• [Aim 1]:
Reproduce the passage on slip stitch crochet verbatim from "This maps directly" to "complex crochet stitches.".
• [Aim 2]:
Count the lines in the entries that contain the string "glove", and reply with only that number.

• [Source text]:
┌──
The correlation between the variant forms of this structure and the procedural aspects of their production as slip stitch crochet were discussed in depth in the preceding post, deferring a few relevant details for later consideration. One of them is the difference between face and reverse stitches. This correlates basically to whether the yarn is held in back or in front of the fabric, with the hook inserted into it from the front or back, while the loops and stitches are formed.

This maps directly into the colloquial knit and purl of hand knitting. However, the latter term is not widely recognized in crochet and the labeling of reverse stitches is a matter of recurring debate. Slip stitch crocheters commonly refer to them as “inverse slip stitches,” which needn’t be taken any further for now. However, the concept of inverse does not scale as clearly into more complex crochet stitches.

One further property of a slip stitch can make the analysis of fabric produced with it more difficult than that of fabric made with the stocking stitch. In the latter, the initial loop will be propagated into the stitch either open or closed and retained that way in the fabric. With the slip stitch, a new loop that is worked into the front edge of a stitch in the preceding course, applies a vertical force to that stitch which can reverse its open or closed characteristic.
└──
• [Data rows]:
┌──
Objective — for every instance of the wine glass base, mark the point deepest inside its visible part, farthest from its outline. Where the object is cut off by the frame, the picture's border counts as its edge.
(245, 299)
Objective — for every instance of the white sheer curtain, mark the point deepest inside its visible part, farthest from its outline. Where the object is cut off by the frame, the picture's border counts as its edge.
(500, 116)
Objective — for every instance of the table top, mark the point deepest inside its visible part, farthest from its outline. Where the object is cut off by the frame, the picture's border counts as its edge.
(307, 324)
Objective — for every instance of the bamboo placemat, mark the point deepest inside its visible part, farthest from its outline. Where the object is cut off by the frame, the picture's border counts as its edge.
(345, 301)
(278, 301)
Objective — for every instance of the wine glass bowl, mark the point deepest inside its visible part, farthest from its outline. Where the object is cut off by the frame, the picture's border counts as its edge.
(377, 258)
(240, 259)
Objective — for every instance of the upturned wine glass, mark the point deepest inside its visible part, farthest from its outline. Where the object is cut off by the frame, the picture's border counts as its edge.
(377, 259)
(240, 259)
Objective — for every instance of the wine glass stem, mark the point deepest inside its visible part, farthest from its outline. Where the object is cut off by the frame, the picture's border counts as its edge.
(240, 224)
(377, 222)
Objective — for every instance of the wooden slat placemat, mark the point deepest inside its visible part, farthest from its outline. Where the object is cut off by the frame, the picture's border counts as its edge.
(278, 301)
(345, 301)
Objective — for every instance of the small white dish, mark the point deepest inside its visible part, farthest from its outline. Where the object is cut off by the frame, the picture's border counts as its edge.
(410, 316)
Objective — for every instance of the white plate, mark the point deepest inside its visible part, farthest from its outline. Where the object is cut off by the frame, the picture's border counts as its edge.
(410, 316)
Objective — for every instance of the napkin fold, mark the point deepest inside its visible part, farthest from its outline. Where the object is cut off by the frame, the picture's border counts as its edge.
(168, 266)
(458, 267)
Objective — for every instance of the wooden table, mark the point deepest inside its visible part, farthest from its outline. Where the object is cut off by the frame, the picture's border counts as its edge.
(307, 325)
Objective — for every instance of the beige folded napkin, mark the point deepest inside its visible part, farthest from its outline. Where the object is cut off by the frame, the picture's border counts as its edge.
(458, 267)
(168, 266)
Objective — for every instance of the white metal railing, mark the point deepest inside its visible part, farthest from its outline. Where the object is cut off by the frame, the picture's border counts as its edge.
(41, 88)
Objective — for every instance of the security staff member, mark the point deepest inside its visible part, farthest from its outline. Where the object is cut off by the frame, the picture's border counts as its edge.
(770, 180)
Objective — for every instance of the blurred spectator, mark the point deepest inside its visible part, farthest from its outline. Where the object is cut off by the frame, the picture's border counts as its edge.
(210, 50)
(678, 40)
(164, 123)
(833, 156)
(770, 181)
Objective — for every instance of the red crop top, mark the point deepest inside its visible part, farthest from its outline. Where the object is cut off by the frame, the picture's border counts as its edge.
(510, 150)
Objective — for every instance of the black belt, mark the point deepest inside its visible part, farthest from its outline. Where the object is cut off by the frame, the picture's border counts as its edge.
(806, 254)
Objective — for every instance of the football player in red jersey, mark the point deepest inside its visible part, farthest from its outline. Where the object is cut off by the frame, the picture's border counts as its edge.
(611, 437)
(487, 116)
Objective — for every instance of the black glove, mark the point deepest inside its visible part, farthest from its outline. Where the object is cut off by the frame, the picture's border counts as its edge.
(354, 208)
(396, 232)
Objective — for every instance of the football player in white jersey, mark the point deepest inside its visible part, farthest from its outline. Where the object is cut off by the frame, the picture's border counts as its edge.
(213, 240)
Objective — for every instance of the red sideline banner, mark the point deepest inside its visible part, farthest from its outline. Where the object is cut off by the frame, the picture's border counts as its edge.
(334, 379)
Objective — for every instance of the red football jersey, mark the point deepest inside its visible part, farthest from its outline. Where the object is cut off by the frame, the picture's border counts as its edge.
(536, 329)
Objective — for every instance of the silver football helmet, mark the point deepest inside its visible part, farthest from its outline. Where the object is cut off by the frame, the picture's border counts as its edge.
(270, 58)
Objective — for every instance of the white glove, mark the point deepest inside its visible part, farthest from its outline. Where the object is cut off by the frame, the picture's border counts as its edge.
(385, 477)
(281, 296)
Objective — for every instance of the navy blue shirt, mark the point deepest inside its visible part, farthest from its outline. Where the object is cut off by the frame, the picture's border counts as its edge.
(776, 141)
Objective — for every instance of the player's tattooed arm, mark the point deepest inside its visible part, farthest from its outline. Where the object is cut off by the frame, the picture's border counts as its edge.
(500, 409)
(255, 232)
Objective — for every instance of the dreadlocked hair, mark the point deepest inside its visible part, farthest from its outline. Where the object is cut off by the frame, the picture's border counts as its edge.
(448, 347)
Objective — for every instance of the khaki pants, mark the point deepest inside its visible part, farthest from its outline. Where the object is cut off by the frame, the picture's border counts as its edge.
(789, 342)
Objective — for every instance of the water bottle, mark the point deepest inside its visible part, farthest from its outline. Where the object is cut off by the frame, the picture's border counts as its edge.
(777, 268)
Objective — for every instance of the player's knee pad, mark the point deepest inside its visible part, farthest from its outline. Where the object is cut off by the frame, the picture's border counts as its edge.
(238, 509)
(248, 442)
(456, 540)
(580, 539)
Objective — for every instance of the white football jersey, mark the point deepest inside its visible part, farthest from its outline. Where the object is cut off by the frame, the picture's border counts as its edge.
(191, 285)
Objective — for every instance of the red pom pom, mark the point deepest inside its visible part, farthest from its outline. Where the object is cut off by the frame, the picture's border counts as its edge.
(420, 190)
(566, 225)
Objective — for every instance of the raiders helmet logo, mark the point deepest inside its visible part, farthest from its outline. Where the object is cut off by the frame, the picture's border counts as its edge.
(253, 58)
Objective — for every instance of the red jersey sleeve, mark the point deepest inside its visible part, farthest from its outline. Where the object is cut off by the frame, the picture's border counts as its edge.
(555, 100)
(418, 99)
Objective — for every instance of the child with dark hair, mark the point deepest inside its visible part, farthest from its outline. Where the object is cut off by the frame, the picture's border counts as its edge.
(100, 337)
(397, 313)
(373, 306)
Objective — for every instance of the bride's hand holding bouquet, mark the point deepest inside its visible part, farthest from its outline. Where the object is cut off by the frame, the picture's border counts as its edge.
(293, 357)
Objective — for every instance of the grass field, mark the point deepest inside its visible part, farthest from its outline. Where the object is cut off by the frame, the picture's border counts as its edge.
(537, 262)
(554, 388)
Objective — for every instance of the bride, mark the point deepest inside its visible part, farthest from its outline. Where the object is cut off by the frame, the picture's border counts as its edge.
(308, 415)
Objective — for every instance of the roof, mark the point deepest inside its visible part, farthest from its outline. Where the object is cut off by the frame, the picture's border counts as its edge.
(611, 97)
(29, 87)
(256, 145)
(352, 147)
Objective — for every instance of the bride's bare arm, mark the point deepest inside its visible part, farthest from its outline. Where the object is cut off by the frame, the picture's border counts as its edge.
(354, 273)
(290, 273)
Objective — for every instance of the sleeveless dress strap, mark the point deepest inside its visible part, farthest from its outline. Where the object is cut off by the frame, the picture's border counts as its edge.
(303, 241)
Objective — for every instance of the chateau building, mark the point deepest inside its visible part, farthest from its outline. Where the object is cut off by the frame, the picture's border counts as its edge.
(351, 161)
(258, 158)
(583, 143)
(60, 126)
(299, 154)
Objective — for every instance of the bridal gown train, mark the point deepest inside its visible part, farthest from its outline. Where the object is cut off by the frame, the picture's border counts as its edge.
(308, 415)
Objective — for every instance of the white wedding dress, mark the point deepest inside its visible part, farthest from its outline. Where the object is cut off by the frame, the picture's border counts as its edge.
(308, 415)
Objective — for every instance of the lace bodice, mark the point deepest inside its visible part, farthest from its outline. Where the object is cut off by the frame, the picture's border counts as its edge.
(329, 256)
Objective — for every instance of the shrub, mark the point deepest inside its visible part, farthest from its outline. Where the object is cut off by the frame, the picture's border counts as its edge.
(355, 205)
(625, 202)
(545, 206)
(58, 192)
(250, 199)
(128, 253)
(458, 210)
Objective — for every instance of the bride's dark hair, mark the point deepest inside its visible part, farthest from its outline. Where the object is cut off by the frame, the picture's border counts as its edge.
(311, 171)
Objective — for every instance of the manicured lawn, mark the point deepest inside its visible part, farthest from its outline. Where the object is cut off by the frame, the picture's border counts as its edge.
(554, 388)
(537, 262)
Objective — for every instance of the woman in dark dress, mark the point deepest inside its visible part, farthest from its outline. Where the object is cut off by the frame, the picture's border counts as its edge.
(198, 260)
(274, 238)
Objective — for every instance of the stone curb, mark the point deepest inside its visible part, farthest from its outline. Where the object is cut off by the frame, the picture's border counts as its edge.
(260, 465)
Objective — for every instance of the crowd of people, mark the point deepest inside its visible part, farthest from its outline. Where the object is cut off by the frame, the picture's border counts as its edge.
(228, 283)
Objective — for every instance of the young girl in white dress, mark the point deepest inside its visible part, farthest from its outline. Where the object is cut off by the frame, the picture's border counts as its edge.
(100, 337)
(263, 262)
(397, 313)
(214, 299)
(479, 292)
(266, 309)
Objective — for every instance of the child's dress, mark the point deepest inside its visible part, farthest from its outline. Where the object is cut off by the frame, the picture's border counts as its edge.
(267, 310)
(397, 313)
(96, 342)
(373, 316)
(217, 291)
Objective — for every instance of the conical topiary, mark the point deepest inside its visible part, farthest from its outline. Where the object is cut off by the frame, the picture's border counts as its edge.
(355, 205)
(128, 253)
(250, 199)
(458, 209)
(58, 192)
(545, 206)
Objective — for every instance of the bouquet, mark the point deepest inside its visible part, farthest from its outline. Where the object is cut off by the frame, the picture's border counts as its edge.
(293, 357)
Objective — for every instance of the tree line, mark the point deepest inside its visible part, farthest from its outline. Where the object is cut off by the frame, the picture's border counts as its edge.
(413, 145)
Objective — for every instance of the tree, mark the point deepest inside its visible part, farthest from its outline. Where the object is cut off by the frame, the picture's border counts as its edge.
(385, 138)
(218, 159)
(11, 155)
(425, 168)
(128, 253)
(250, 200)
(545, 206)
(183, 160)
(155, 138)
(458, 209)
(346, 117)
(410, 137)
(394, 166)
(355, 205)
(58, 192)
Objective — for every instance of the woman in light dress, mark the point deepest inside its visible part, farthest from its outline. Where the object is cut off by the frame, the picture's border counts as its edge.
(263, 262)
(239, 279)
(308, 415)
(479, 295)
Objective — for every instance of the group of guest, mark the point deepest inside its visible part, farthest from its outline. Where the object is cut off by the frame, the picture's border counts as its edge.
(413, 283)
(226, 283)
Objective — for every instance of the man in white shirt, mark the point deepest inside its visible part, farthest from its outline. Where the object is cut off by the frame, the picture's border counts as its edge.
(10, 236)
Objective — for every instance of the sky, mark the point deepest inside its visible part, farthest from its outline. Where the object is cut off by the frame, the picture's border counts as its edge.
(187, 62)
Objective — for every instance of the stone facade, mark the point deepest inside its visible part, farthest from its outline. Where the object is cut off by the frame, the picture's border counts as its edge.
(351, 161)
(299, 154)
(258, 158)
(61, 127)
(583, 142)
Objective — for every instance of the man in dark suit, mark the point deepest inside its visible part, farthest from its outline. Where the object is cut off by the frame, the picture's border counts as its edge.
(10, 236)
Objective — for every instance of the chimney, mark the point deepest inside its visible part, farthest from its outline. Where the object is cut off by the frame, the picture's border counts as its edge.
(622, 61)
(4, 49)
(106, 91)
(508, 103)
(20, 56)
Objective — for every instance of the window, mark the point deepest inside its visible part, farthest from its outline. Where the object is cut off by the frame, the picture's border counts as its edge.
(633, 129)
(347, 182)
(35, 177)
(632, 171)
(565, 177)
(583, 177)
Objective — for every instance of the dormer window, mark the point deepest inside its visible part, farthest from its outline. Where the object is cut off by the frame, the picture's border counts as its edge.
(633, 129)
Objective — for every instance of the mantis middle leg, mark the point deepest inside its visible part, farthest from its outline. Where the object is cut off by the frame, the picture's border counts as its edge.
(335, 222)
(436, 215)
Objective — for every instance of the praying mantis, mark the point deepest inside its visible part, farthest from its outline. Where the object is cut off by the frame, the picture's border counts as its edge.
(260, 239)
└──
• [Problem solution 1]:
This maps directly into the colloquial knit and purl of hand knitting. However, the latter term is not widely recognized in crochet and the labeling of reverse stitches is a matter of recurring debate. Slip stitch crocheters commonly refer to them as “inverse slip stitches,” which needn’t be taken any further for now. However, the concept of inverse does not scale as clearly into more complex crochet stitches.

• [Problem solution 2]:
2